Symptoms are the patient's complaints. They are highly subjective and amenable to suggestion and to alterations in the patient's mood and other mental processes.
Delirium
Delirium is a syndrome which involves clouding, confusion, restlessness, psychomotor disorders (retardation or, on the opposite pole, agitation), and mood and affective disturbances (lability). Delirium is not a constant state. It waxes and wanes and its onset is sudden, usually the result of some organic affliction of the brain.
Delusion
A belief, idea, or conviction firmly held despite abundant information to the contrary. The partial or complete loss of reality test is the first indication of a psychotic state or episode. Beliefs, ideas, or convictions shared by other people, members of the same collective, are not, strictly speaking, delusions, although they may be hallmarks of shared psychosis. There are many types of delusions:
I. Paranoid
The belief that one is being controlled or persecuted by stealth powers and conspiracies.

# # # #

### WORK TASK 1
Answer these questions using the text on psychiatric symptoms:
(a) How does the onset of delirium occur?
(b) What is the first indication of a psychotic state or episode?
(c) What belief defines a paranoid delusion?
### WORK TASK 2
Reproduce the text on psychiatric symptoms word for word, starting with "Symptoms are the" and going on through "other mental processes.".
### WORK TASK 3
Write the next part of the text on psychiatric symptoms, picking up after its final sentence.
The rows below come from a separate source unrelated to the text on psychiatric symptoms.

### MATERIAL SUPPLIED
# # # #

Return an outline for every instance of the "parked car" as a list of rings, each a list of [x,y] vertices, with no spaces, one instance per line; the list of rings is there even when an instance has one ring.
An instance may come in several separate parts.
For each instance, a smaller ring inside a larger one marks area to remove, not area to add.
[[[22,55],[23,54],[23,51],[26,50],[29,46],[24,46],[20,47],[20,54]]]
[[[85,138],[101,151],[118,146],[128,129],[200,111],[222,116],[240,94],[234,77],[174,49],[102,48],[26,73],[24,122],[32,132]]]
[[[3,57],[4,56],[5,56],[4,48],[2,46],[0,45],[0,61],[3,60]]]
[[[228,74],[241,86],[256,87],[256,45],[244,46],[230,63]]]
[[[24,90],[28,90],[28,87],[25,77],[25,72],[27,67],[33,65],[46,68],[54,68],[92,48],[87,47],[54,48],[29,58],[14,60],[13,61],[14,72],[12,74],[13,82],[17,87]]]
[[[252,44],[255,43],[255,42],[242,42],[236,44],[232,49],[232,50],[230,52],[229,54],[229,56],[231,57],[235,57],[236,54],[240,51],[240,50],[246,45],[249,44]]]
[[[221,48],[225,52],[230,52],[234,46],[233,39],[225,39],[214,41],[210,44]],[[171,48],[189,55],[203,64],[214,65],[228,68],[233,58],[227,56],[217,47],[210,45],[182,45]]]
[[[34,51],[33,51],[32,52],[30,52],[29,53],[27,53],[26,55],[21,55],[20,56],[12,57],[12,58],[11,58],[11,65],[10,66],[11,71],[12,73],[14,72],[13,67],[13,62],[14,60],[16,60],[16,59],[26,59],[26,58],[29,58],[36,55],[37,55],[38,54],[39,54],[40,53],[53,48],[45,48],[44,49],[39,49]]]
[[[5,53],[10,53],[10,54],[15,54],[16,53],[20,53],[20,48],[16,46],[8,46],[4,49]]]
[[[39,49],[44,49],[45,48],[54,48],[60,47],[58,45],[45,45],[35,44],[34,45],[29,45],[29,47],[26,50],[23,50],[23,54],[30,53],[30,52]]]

# # # #

### ANSWER AREA 1
(a) Its onset is sudden, usually the result of some organic affliction of the brain.
(b) The partial or complete loss of reality test.
(c) The belief that one is being controlled or persecuted by stealth powers and conspiracies.

### ANSWER AREA 2
Symptoms are the patient's complaints. They are highly subjective and amenable to suggestion and to alterations in the patient's mood and other mental processes.

### ANSWER AREA 3
2. Grandiose-magical
The conviction that one is important, omnipotent, possessed of occult powers, or a historic figure.
3. Referential (ideas of reference)
The belief that external, objective events carry hidden or coded messages or that one is the subject of discussion, derision, or opprobrium, even by total strangers.
Dementia
Simultaneous impairment of various mental faculties, especially the intellect, memory, judgment, abstract thinking, and impulse control due to brain damage, usually as an outcome of organic illness. Dementia ultimately leads to the transformation of the patient's whole personality. Dementia does not involve clouding and can have acute or slow (insidious) onset. Some dementia states are reversible.